_Seitentext_
○ ○ ○ ○ ○

Performance „Linger on“ berührte beim Donaufestival-Auftakt

Man wird einzeln zu einem behelfsmäßigen Bett gebracht, darf sich bequem hinlegen und bekommt etwas zum Festhalten. Von „Touch“ spricht eine Stimme; für die vier Performer ein Aufruf, die Zuseher mit Gegenständen zu berühren. In „Linger on“ der österreichischen Performerin Lisa Hinterreithner verschmilzt das Publikum mit dem Stück und wird somit Teil eines der Highlights des diesjährigen Donaufestivals. Die sechstägige Veranstaltung wurde am Freitag in Krems eröffnet.

Eigentlich hätte diese Auftragsarbeit, die extra für das Festival kreiert wurde, schon vergangenes Jahr hier uraufgeführt werden sollen. Doch nicht nur „Linger on“, in dem sich Performer und Publikum besonders annähern, fiel der Coronapandemie zum Opfer. Das Donaufestival wurde 2020 abgesagt und heuer von Frühjahr auf Herbst verschoben.

○ ○ ○ ○ ○

_Bereitgestellte Datensätze_
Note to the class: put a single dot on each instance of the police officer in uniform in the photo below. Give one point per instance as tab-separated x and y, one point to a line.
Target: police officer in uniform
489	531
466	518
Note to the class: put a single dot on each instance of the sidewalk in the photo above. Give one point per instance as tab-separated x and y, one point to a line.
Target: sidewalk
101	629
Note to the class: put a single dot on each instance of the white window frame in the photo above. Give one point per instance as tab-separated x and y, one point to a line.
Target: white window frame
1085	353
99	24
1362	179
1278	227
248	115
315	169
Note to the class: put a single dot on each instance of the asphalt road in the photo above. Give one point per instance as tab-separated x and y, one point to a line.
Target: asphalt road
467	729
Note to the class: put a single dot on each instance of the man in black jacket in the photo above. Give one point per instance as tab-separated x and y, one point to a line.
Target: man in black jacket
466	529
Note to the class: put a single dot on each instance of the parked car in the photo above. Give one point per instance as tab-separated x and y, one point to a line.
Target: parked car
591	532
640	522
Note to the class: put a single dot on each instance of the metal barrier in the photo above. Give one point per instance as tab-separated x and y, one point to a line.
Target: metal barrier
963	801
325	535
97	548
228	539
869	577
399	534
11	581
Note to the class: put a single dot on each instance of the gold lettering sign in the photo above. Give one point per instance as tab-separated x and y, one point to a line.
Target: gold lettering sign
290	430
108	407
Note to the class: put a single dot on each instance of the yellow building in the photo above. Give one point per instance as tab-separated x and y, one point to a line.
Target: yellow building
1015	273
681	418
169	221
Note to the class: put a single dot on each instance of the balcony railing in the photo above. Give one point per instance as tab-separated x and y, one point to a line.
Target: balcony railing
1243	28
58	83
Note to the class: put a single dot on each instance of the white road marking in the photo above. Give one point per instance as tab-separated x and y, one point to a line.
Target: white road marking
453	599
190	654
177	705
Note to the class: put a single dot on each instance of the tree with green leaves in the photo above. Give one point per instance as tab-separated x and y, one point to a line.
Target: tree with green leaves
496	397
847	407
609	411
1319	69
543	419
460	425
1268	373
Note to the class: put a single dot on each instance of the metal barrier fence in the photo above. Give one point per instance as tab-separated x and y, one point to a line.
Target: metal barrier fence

○ ○ ○ ○ ○

_Arbeitsanweisungen_
1. Entnehmen Sie dem Text über „Linger on“ wörtlich den Abschnitt von „Man wird einzeln“ bis einschließlich „in Krems eröffnet.“.
2. Fassen Sie den Text über „Linger on“ in zwei Sätzen zusammen.

_Lösungen_
1.
Man wird einzeln zu einem behelfsmäßigen Bett gebracht, darf sich bequem hinlegen und bekommt etwas zum Festhalten. Von „Touch“ spricht eine Stimme; für die vier Performer ein Aufruf, die Zuseher mit Gegenständen zu berühren. In „Linger on“ der österreichischen Performerin Lisa Hinterreithner verschmilzt das Publikum mit dem Stück und wird somit Teil eines der Highlights des diesjährigen Donaufestivals. Die sechstägige Veranstaltung wurde am Freitag in Krems eröffnet.

2. Die Performance „Linger on“ der österreichischen Performerin Lisa Hinterreithner, bei der das Publikum auf behelfsmäßigen Betten liegt und von vier Performern mit Gegenständen berührt wird, zählt zu den Highlights des sechstägigen Donaufestivals, das am Freitag in Krems eröffnet wurde. Die eigens für das Festival geschaffene Auftragsarbeit hätte schon im Vorjahr uraufgeführt werden sollen, doch wegen der Coronapandemie wurde das Festival 2020 abgesagt und heuer vom Frühjahr in den Herbst verschoben.